--- INSTRUCTIONS TO FOLLOW ---
Lay out the material below as a Markdown table with two columns, Row and Line. Number each line in order under Row, put its text under Line, and leave out any blank lines.

--- TASK MATERIAL ---

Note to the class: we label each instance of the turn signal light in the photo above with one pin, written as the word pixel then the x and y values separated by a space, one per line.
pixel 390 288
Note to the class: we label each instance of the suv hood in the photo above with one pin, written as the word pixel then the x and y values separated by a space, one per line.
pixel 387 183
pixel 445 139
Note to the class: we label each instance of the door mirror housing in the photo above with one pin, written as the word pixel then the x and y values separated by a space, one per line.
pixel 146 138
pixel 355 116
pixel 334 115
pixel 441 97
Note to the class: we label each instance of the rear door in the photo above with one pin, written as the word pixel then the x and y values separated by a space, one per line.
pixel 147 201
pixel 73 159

--- FULL ANSWER ---
| Row | Line |
|---|---|
| 1 | Note to the class: we label each instance of the turn signal light in the photo above with one pin, written as the word pixel then the x and y values separated by a space, one per line. |
| 2 | pixel 390 288 |
| 3 | Note to the class: we label each instance of the suv hood in the photo above with one pin, written as the word pixel then the x and y values separated by a space, one per line. |
| 4 | pixel 387 183 |
| 5 | pixel 445 139 |
| 6 | Note to the class: we label each instance of the door mirror housing in the photo above with one pin, written as the word pixel then the x and y values separated by a space, one per line. |
| 7 | pixel 146 138 |
| 8 | pixel 355 116 |
| 9 | pixel 334 115 |
| 10 | pixel 441 97 |
| 11 | Note to the class: we label each instance of the rear door in the photo above with one pin, written as the word pixel then the x and y values separated by a space, one per line. |
| 12 | pixel 147 201 |
| 13 | pixel 73 159 |